begin Selected excerpt
# What a smarty!!



## Plukie (Aug 26, 2007)




----------



## Aly (Jul 30, 2007)

Awww! Look at Ziggy  I mean Dooby! hehe *I had to do that-sorry*
He looks so cute all in the Christmas spirit! This will be 4 of my babies first Christmas also: Ziggy, Kiwi, Sugar and Limu.


----------



## Bea (Jul 26, 2007)

Hehe, i think red is Dooby's colour, his hat looks good.


----------



## birdieness (Jul 28, 2007)

awww that is soooo cute. What a looker aswell.


----------



## Laura (Jul 30, 2007)

What a cutie Dooby is  I love the hat, hat's look good on him ....hehe


----------



## Rosie (Aug 27, 2007)

LOL, that is too cute!  Dooby's getting is the festive spirit!


----------



## xxxSpikexxx (Jul 30, 2007)

That is too funny  Red is his colour


----------



## Plukie (Aug 26, 2007)
end Selected excerpt
* [Exercise brief]: Carry on the forum thread about Dooby in his Christmas hat from the point where it stops.
begin Data
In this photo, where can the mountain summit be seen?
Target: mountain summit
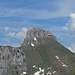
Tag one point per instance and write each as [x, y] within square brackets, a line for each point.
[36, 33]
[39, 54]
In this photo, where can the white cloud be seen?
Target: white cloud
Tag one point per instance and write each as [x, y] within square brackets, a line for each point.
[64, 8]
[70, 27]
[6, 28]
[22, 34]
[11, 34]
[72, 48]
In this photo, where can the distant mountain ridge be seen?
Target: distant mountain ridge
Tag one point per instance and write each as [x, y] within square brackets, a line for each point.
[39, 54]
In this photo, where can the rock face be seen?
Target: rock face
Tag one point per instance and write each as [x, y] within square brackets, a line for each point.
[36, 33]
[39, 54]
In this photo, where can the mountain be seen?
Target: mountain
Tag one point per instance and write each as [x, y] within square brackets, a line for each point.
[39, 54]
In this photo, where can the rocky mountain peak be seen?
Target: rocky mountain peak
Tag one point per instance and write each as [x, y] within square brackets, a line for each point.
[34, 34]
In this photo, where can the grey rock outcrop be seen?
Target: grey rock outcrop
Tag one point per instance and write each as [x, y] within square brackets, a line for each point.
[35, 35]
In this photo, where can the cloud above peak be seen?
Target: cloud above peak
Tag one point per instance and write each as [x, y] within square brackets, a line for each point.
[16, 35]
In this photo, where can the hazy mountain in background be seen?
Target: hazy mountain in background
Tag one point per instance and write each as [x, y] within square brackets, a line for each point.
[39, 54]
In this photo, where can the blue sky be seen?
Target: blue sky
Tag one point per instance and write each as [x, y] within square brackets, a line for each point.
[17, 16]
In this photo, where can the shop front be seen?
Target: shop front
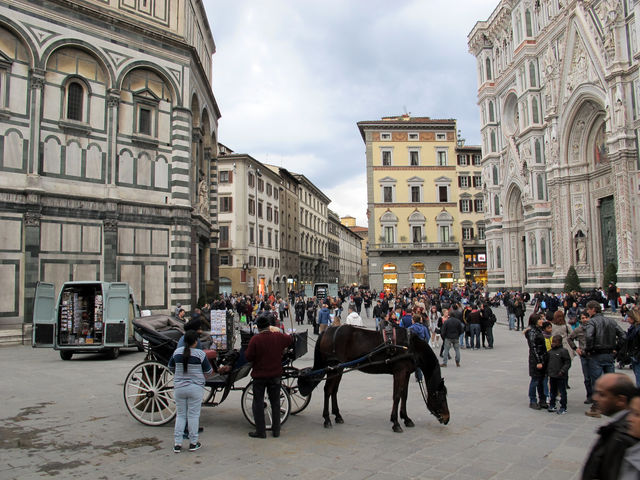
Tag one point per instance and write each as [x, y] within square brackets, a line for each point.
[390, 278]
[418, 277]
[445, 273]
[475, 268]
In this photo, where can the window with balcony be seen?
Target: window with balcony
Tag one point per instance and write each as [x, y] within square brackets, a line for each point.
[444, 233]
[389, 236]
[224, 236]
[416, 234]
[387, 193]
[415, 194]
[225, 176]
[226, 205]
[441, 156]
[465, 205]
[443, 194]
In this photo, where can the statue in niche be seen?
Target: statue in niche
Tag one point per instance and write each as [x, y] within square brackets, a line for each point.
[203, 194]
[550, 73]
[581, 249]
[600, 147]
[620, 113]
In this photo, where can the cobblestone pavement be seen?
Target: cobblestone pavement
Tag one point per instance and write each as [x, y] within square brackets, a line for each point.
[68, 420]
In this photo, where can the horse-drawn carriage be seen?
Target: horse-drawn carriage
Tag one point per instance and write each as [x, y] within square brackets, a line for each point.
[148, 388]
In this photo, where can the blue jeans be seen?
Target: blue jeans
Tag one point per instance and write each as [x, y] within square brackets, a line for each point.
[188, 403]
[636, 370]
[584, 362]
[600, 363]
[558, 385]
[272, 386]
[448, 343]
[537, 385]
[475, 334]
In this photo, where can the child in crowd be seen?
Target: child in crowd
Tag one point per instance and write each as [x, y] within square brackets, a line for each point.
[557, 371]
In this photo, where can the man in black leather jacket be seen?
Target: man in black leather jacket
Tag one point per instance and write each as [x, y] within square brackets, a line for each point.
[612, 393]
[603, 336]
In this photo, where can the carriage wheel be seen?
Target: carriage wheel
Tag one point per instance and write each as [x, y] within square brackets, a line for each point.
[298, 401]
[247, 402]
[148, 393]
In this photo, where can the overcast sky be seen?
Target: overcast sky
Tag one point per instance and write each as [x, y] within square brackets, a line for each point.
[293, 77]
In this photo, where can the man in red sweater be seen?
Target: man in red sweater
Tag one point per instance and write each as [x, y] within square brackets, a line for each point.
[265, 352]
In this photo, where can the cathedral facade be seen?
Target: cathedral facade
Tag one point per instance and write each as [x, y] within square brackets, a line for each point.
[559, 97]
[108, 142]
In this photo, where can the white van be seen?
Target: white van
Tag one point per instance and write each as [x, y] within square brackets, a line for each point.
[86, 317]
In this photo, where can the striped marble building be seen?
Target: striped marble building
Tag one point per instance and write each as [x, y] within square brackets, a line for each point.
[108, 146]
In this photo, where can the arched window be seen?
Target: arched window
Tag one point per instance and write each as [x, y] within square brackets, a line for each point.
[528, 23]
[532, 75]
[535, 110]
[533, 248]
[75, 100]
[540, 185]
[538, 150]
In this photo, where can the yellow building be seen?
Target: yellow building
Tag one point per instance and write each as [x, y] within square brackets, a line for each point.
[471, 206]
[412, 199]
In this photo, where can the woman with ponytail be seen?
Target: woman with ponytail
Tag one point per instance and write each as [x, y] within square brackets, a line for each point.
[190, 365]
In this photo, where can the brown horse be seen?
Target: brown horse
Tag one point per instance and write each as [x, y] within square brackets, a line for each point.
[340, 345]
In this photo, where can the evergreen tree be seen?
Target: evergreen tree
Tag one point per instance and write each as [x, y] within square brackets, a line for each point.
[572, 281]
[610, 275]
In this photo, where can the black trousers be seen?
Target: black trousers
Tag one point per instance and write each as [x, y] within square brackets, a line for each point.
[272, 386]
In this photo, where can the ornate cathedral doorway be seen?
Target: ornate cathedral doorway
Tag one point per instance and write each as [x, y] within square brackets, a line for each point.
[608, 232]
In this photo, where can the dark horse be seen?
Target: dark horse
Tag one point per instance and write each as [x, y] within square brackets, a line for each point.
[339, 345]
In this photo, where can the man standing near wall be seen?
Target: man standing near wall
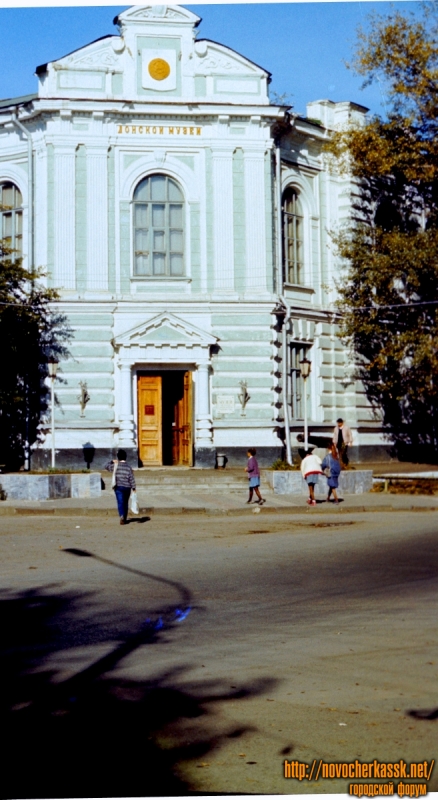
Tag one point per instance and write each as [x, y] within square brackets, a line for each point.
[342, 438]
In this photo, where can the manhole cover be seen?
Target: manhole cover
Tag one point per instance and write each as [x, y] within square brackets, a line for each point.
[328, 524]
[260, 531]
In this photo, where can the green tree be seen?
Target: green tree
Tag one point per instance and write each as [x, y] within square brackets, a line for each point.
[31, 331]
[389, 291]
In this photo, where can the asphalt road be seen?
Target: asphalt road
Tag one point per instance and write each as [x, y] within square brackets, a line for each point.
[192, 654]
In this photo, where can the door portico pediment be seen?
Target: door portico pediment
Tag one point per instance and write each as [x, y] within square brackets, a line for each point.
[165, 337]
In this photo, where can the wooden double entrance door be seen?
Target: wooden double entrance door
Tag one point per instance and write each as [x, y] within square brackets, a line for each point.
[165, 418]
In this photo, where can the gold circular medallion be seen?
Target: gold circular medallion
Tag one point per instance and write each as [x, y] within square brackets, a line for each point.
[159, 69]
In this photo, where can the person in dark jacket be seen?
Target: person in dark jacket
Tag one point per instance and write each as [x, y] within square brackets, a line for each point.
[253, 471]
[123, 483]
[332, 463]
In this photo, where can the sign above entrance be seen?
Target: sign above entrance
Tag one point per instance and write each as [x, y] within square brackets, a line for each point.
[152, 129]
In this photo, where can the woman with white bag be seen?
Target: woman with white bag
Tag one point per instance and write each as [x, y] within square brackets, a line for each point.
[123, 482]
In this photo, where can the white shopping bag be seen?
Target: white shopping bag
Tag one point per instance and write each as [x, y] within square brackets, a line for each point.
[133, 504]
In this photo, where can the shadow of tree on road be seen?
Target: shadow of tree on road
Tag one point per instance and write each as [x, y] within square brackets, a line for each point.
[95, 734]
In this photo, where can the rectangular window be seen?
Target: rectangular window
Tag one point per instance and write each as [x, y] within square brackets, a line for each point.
end Data
begin Data
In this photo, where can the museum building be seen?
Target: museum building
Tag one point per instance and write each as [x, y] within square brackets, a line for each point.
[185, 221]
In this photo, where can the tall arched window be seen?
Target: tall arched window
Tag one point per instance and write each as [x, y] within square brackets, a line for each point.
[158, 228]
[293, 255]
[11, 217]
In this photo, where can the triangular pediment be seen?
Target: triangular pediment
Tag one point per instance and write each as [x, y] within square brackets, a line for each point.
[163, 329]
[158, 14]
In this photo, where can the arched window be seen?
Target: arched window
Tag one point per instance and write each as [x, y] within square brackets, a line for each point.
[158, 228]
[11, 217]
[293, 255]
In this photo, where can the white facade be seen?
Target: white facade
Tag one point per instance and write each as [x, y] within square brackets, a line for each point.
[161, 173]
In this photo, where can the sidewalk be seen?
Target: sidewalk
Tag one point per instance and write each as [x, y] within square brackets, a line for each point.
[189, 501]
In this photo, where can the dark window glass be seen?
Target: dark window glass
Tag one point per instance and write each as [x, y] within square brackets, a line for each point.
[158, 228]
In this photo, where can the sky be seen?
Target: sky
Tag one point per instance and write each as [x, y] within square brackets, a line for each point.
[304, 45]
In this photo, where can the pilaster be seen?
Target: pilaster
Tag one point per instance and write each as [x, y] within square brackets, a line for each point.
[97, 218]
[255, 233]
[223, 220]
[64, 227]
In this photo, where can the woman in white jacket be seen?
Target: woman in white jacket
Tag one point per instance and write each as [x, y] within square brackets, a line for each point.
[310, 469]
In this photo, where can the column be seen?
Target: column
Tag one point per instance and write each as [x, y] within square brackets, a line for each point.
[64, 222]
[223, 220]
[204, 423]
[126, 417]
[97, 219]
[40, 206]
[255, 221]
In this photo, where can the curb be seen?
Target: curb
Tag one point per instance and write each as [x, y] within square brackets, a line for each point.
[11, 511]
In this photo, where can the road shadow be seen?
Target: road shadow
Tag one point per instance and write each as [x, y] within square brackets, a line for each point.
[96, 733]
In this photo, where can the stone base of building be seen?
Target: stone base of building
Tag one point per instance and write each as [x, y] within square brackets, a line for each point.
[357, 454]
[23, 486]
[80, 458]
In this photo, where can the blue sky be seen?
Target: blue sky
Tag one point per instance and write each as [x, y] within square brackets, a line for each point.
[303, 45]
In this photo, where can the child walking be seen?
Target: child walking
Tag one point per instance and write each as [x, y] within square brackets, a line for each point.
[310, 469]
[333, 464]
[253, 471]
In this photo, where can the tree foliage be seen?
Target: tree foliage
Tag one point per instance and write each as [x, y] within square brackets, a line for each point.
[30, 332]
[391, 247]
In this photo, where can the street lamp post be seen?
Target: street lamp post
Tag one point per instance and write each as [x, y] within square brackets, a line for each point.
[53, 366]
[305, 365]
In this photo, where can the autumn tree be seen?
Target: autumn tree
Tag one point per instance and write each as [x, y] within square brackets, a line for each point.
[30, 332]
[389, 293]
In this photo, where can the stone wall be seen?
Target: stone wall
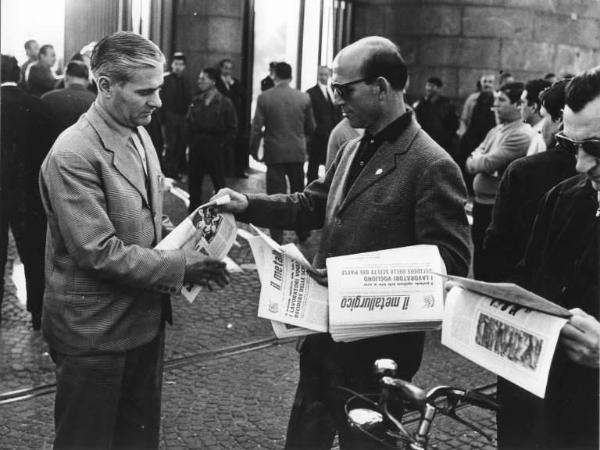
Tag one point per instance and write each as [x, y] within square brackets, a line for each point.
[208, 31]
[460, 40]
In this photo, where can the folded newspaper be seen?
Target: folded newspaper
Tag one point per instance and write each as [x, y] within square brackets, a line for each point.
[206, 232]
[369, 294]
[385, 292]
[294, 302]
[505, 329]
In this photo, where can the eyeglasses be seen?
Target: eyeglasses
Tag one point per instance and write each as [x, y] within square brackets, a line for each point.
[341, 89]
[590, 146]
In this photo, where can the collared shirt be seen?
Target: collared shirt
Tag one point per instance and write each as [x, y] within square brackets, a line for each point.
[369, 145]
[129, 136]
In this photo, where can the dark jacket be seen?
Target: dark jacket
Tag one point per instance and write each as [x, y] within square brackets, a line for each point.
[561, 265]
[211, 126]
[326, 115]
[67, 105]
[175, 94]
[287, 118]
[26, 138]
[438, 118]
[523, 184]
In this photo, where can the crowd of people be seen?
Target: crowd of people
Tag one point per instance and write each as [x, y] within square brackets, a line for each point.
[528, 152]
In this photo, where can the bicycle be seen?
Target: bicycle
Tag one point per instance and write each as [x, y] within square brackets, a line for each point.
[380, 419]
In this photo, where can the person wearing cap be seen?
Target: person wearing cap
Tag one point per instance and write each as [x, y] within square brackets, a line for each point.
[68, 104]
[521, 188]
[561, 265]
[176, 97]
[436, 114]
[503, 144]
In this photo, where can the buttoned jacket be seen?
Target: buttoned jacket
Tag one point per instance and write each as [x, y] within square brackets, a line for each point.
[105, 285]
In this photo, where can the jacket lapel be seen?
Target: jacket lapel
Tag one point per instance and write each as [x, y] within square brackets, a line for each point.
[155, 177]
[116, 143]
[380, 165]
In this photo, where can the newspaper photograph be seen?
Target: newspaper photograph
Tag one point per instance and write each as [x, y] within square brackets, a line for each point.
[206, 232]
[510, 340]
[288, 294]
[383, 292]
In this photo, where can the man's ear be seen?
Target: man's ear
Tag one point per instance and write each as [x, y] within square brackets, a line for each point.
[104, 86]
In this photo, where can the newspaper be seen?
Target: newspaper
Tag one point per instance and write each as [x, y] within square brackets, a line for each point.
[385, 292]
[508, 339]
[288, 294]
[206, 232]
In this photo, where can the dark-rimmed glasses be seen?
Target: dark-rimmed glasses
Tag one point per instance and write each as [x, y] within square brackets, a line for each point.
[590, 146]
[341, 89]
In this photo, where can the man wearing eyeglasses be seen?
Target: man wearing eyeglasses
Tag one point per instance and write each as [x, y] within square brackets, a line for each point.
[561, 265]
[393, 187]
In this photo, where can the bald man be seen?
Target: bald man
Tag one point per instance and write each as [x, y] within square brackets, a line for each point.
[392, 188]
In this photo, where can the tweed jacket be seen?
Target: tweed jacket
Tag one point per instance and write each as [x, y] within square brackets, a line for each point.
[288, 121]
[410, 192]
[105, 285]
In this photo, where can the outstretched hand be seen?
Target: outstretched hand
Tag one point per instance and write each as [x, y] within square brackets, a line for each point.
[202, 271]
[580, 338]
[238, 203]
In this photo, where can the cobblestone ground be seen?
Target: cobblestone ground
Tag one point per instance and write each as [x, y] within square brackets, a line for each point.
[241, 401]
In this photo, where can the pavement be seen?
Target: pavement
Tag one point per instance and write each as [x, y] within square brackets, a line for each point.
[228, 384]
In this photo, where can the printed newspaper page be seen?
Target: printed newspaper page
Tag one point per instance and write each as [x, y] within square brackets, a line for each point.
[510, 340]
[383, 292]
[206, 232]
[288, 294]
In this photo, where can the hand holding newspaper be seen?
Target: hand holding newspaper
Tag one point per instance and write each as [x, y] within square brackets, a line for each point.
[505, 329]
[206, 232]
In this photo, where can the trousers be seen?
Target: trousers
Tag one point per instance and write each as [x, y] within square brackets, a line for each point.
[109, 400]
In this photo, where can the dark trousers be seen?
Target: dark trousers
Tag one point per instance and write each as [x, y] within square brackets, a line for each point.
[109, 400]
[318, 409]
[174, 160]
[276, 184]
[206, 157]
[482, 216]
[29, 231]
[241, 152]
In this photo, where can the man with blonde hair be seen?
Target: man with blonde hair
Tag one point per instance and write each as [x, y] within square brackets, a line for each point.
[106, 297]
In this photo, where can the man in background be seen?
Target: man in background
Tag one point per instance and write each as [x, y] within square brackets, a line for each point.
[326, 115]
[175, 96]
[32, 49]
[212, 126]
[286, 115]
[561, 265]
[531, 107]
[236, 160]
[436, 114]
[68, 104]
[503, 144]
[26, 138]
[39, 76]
end Data
* [Answer below]:
LOL!! You don't think the red clashes with his orange cheeks then?


----------



## Squeak_Crumble (Oct 2, 2007)

yeah he lookes perfect(and funny lol)!!!!!!!!!!!!!!!!


----------



## Squeak_Crumble (Oct 2, 2007)

now he does!!!!!!!!!!_but hes secretly planning to take over christmas and give all the presents to the ...............birds!!!!!!!!!! dun dun dun dunnnnnnnnnnnnnnnnnn_


----------



## Plukie (Aug 26, 2007)

Oh no!!! Dooby and his dodgy dealings!!!!


----------



## Squeak_Crumble (Oct 2, 2007)

lol !!!!!!!!!!!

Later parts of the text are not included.